_Texte source:_
....
Il en ressort que les grizzlis et les ours noirs ne s’intéressent pas à vos menstruations mesdames. Il en serait toutefois peut-être autrement pour les ours polaires. En effet, selon une seule étude, ils auraient réagi à l’odeur du sang menstruel (ainsi qu’à l’odeur d’un phoque), plutôt qu’à l’odeur de nourriture et de sang humain non-menstruel qui ne les intéressaient pas. Dans la très grande majorité des situations, vous n’avez donc aucunement besoin de vous restreindre de faire du camping une semaine par mois.* Vous devez tout de même gérer les serviettes et les tampons souillés en forêt.

Le grand méchant loup !

Lorsque je suis partie en randonnée sur le Te Araroa, en Nouvelle-Zélande, je me suis munie d’une balise de localisation personnelle (BLP). En appuyant sur un bouton, je pouvais informer les autorités compétentes que je me trouvais en danger. Comme je partais seule et que je ne croiserais aucune civilisation pendant plusieurs jours, il s’agissait d’une décision réfléchie et responsable.

Pendant la randonnée, j’ai rencontré quelqu’un avec qui j’ai marché quelques jours. En discutant du fait que je portais une BLP, il m’a dit : 

C’est vrai que pour vous, les filles, c’est plus sécuritaire d’avoir une BLP .
....
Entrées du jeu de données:
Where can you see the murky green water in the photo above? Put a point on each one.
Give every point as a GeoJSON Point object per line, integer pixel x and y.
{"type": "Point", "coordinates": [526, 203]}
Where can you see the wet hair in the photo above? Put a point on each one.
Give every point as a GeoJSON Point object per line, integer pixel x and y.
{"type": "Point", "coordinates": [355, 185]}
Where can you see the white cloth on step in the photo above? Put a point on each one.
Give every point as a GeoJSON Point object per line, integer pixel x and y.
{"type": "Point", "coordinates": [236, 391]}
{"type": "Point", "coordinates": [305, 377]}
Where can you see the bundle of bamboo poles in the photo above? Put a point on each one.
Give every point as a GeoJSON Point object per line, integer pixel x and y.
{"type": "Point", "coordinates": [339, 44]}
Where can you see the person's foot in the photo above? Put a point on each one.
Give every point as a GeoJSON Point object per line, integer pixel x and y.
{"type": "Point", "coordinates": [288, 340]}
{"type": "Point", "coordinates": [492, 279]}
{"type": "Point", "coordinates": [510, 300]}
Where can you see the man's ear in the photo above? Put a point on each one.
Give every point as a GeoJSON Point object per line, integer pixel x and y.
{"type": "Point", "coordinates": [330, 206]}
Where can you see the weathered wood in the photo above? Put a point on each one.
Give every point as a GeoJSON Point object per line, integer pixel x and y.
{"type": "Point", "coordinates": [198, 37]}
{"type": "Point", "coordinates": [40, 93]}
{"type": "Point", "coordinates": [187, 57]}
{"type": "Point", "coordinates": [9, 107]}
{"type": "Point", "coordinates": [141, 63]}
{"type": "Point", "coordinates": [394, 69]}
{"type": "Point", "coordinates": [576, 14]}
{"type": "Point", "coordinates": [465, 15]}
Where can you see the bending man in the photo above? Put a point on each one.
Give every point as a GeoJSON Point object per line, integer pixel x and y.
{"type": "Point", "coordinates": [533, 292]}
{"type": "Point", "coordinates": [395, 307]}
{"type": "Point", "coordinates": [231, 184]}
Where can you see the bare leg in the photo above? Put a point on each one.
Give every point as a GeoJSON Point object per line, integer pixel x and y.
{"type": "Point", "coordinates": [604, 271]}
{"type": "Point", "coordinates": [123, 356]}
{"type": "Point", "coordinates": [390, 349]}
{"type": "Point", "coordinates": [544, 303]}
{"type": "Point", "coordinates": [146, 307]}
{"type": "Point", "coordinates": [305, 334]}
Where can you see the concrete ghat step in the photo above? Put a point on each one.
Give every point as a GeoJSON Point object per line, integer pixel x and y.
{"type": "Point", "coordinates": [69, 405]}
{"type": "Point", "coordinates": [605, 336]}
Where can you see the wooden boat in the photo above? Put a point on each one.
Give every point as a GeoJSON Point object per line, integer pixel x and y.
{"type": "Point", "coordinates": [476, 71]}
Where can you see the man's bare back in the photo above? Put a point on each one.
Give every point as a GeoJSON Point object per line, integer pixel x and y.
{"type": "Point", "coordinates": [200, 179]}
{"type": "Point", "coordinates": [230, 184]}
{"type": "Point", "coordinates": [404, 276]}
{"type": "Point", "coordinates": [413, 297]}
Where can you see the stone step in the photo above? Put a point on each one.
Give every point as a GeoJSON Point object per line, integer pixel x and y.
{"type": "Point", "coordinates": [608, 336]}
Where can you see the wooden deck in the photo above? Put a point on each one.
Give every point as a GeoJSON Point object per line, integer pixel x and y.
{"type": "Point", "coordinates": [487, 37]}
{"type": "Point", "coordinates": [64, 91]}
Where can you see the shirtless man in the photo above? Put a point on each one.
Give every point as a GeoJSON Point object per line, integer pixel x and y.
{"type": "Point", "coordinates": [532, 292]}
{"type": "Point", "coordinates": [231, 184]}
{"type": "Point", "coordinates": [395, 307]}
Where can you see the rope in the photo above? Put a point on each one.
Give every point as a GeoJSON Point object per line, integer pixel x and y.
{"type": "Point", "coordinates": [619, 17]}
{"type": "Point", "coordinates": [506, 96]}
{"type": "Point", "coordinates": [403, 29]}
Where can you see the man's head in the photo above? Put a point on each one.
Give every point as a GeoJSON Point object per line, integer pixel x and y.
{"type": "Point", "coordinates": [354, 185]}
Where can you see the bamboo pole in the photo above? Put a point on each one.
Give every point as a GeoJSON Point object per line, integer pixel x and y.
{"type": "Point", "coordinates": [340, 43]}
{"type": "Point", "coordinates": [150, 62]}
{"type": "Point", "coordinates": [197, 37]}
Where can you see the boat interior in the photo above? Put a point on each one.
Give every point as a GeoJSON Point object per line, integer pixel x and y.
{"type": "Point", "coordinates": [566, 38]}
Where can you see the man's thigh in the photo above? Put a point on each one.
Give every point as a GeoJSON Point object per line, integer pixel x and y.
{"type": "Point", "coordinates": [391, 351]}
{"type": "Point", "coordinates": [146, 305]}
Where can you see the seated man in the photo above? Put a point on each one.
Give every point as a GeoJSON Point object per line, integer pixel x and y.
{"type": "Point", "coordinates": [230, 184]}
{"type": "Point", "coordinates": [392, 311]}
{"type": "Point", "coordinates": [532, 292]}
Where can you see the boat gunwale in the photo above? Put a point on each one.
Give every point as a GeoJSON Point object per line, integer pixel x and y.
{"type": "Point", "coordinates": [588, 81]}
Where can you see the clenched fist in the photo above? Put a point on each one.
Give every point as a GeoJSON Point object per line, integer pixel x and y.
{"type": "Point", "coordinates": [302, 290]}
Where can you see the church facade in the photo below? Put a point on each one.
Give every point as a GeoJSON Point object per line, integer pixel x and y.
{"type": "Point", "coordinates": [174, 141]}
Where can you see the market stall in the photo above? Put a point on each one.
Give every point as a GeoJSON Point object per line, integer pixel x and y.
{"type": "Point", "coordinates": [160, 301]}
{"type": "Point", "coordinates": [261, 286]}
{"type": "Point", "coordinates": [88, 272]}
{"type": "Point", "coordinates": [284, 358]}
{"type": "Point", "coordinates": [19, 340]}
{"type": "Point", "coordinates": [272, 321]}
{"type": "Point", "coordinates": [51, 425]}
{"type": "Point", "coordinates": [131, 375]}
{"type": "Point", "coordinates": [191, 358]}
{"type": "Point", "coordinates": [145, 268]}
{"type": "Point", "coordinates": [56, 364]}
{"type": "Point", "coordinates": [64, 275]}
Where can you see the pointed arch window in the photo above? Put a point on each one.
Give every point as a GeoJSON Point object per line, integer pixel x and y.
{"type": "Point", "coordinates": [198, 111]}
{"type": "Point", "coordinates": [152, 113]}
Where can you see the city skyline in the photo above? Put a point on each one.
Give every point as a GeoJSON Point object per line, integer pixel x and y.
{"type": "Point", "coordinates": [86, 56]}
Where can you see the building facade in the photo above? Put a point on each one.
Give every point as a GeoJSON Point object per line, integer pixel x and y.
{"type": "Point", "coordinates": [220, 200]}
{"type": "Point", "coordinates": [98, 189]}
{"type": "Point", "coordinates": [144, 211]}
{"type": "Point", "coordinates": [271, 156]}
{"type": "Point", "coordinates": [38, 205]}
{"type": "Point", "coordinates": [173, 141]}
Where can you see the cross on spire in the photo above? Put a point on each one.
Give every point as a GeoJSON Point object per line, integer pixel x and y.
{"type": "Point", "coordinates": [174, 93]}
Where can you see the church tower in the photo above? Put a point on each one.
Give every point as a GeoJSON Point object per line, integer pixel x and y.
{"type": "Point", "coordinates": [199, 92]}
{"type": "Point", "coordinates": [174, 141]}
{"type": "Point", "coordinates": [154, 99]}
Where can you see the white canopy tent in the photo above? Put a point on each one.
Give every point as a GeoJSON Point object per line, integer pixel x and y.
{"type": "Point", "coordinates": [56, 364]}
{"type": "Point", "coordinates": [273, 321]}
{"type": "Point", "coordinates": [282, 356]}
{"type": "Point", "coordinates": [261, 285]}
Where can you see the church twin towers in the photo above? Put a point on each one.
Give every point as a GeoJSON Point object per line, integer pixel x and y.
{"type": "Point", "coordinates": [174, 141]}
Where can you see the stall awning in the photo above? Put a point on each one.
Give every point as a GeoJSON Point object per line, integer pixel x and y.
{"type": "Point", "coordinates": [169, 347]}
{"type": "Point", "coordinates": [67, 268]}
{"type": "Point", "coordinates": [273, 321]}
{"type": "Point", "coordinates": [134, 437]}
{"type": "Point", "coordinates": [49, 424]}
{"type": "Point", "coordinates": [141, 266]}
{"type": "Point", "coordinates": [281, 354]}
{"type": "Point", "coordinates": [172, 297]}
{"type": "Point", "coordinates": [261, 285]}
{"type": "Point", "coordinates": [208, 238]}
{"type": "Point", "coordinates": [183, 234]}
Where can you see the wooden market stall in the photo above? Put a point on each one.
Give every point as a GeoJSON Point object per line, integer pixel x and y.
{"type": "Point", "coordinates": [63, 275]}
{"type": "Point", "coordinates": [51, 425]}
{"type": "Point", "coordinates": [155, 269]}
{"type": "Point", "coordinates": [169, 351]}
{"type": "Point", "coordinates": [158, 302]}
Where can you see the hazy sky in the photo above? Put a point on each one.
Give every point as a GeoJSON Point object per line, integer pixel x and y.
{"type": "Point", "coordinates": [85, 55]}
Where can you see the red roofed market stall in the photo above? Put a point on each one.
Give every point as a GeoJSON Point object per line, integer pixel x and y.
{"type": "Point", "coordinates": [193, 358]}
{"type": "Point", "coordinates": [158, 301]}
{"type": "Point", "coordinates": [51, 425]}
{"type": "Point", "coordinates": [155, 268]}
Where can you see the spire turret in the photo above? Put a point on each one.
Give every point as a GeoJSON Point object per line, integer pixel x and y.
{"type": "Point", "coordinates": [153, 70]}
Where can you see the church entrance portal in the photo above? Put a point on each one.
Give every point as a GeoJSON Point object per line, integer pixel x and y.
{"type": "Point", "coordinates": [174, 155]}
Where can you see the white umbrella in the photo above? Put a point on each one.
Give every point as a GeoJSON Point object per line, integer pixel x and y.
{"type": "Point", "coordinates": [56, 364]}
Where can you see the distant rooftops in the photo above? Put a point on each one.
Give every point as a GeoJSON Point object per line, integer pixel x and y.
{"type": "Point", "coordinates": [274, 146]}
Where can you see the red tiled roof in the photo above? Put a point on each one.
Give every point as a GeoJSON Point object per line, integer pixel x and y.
....
_Consignes:_
1. D'après le texte sur la randonnée et les ours, à quelle autre odeur que celle du sang menstruel les ours polaires auraient-ils réagi selon une étude ?
2. Réécrivez plus brièvement le paragraphe du texte sur la randonnée qui commence par « Lorsque je suis partie en randonnée », en conservant ses faits principaux.
3. Poursuivez le texte sur la randonnée et les ours à la suite de la réplique « C’est vrai que pour vous, les filles, c’est plus sécuritaire d’avoir une BLP ».

_Réponses:_
1. À l'odeur d'un phoque.

2. Pour ma randonnée sur le Te Araroa, en Nouvelle-Zélande, j'ai emporté une balise de localisation personnelle (BLP) qui permettait d'alerter les autorités d'une simple pression sur un bouton. Partant seule, sans croiser aucune civilisation pendant plusieurs jours, c'était une décision réfléchie et responsable.

3.
Évidemment…

Crédit : GIPHY

Je regrette de ne pas lui avoir demandé d’explication sur son idée. Pourquoi j’étais davantage à risque que lui ?

Qu’est-ce que mon sexe change au fait que si je tombe d’une falaise ou me casse une jambe, j’aurai besoin d’aide ? Est-ce que mes connaissances des techniques de survie sont moindres parce que je suis une femme ?

Cette notion de dangerosité pour une femme en solo, je l’ai entendue plusieurs fois. Il y a davantage de risque de faire de la randonnée en solo qu’en groupe. J’en conviens. Toutefois, pourquoi sommes-nous plus inquiets lorsqu’il s’agit d’une femme ?

Apparemment, je cours le risque de tomber sur des hommes méchants qui pourraient m’agresser/me violer/me tuer. Personnellement, je considère que ce risque est beaucoup plus élevé en ville qu’en forêt. Je ne me sens donc pas menacée lorsque je suis seule dans un refuge avec un homme inconnu.

Sauf peut-être la fois où un homme est entré avec un fusil dans un refuge alors que j’y dormais seule. Après avoir réalisé que l’emplacement était également utilisé par des chasseurs, mon niveau de stress est revenu à la normale.

Bonne à marier — NOT

Est-ce que les femmes qui font ce genre d’activités se marient ?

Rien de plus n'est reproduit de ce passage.